**Exercise details**. According to the article on gay rights in Poland, what share of Poles still oppose gay marriage in the recent poll?

**Reading text**.
A staunchly Catholic country, Poland has been accused of “suppressing” discussions of gay rights with the Polish church, which still plays a strong role in political life, maintaining that homosexuality is deviant.

Gay men and lesbians still say they face continued persecution and in some cases violence in the country while other former Soviet Baltic states including Estonia, Latvia and Lithuania still do not recognise gay partnerships.

A recent poll revealed that 69 per cent of Poles still oppose gay marriage.

In what was seen as a watershed moment, voters gave seats to the country’s first openly gay man, Robert Biedron, and first transsexual Anna Grodska in parliament in 2011.

Polish priest Father Tadeusz Rydzyk, who founded Radio Maryja and its associated media outlets, said at the time that “the sodomites are coming; it is a really grave matter”.

Sam Dick, head of policy at Stonewall, said: “It’s sad that a human rights activist like Mr Walesa sees fit to deny lesbian, gay and bisexual people the same basic rights he fought so long and hard for.”

Adam Bielan, a conservative Polish member of the European parliament. said: “I am surprised that only now we are noticing that Walesa is not in control of what he says and that he has views that are far from being politically correct.”

**Data block**.
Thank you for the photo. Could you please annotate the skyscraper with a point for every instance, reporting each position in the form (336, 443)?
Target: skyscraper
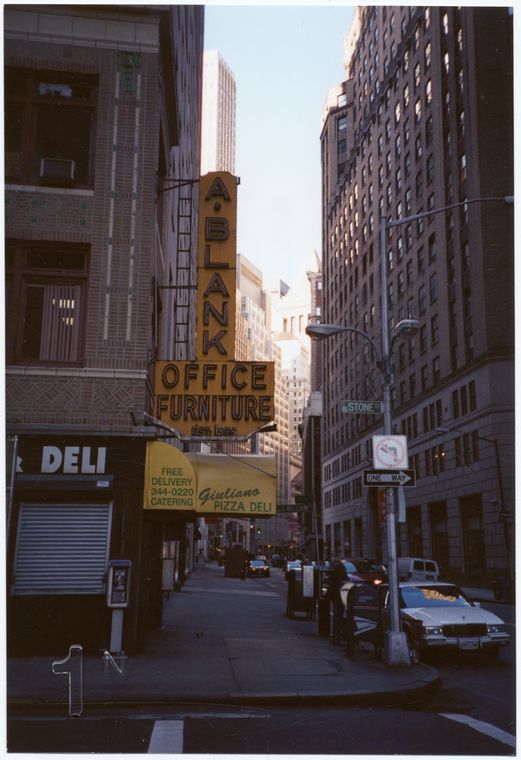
(218, 122)
(423, 122)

**Written solution**. 69 percent.